DPU Operator - Networking Operators | Networking

Orchestrating DPUs with the DPU Operator
Installing the DPU Operator
- Installing the DPU Operator by using the CLI
- Installing the DPU Operator using the web console
Configuring the DPU Operator
Running a workload on the host with DPU
Running a workload on the DPU
Monitoring the status of DPU
Uninstalling the DPU Operator

As a cluster administrator, you can add the DPU Operator to your cluster to manage DPU devices and network attachments.

The DPU Operator is a Technology Preview feature only. Technology Preview features are not supported with Red Hat production service level agreements (SLAs) and might not be functionally complete. Red Hat does not recommend using them in production. These features provide early access to upcoming product features, enabling customers to test functionality and provide feedback during the development process.

For more information about the support scope of Red Hat Technology Preview features, see the following link:

Technology Preview Features Support Scope

Orchestrating DPUs with the DPU Operator

You can use the Data Processing Unit (DPU) Operator to manage DPUs that offload networking, storage, and security workloads from host CPUs to improve cluster performance and efficiency.

A DPU is a type of programmable processor that represents one of the three fundamental pillars of computing, alongside CPUs and GPUs. While CPUs handle general computing tasks and GPUs accelerate specific workloads, the primary role of the DPU is to offload and accelerate data-centric workloads, such as networking, storage, and security functions.

DPUs are typically used in data centers and cloud environments to improve performance, reduce latency, and enhance security by offloading these tasks from the CPU. You can also use DPUs to create a more efficient and flexible infrastructure by enabling the deployment of specialized workloads closer to the data source.

The DPU Operator is responsible for managing the DPU devices and network attachments. The DPU Operator deploys the DPU daemon onto OKD compute nodes that interface through an API controlling the DPU daemon running on the DPU. The DPU Operator is responsible for the life-cycle management of the ovn-kube components and the necessary host network initialization on the DPU.

The following table describes the currently supported DPU devices.

Table 1. Supported devices
Vendor	Device	Firmware	Description
Intel	IPU E2100	Version 2.0.0.11126 or later	A DPU designed to offload networking, storage, and security tasks from host CPUs in data centers, improving efficiency and performance. For instructions on deploying a full end-to-end solution, see the Red Hat Knowledgebase solution Accelerating Confidential AI on OpenShift with the Intel E2100 IPU, DPU Operator, and F5 NGINX.

__Dataset items__.
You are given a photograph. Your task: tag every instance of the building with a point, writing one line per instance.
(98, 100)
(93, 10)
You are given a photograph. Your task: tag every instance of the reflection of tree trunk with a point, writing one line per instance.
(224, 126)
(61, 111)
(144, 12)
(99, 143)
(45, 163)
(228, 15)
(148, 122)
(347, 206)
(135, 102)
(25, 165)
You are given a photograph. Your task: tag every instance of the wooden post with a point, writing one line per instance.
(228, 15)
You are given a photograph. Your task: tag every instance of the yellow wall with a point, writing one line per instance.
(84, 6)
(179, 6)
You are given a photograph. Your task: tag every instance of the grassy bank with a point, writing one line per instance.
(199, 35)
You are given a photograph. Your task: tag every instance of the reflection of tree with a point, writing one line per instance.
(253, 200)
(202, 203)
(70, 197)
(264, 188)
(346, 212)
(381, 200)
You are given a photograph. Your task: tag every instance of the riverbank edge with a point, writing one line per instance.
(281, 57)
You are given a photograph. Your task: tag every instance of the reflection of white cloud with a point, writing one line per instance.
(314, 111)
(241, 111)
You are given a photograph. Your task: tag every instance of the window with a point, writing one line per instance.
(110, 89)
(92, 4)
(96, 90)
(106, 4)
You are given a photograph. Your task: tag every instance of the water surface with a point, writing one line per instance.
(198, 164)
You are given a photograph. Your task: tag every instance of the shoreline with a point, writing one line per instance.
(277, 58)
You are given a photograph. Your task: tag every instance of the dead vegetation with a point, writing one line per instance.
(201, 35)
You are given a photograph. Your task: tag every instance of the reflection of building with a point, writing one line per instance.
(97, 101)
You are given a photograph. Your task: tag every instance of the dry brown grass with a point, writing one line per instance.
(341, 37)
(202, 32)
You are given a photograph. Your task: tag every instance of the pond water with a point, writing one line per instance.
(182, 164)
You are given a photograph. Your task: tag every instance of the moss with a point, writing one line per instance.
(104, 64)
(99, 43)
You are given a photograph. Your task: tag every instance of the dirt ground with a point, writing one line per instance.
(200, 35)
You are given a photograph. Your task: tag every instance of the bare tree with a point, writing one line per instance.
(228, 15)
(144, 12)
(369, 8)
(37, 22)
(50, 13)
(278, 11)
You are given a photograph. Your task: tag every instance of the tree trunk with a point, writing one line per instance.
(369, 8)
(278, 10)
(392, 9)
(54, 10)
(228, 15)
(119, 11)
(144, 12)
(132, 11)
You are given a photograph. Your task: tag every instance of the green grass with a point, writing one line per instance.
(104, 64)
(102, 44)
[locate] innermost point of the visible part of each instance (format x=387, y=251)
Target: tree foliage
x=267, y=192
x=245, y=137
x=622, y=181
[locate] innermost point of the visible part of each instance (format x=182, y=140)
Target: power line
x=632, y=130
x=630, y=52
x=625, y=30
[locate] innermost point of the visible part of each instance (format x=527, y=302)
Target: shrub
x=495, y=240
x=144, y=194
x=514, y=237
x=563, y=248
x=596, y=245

__Exercises to complete__.
1. On the DPU Operator page, turn the paragraph beginning "A DPU is a type of programmable processor" into a short bulleted list that keeps its main facts.
2. Name every column heading in the supported devices table on the DPU Operator page.
3. Answer these from the DPU Operator page:
(a) What firmware does the Intel IPU E2100 require?
(b) Onto which nodes does the DPU Operator deploy the DPU daemon?
(c) Does Red Hat recommend using Technology Preview features in production?

__Answers for the exercise__.
1.
- A DPU is a programmable processor.
- It is one of the three fundamental pillars of computing, alongside CPUs and GPUs.
- CPUs handle general computing tasks.
- GPUs accelerate specific workloads.
- The DPU's primary role is to offload and accelerate data-centric workloads such as networking, storage, and security functions.

2.
- Vendor
- Device
- Firmware
- Description

3.
(a) Version 2.0.0.11126 or later.
(b) OKD compute nodes.
(c) No.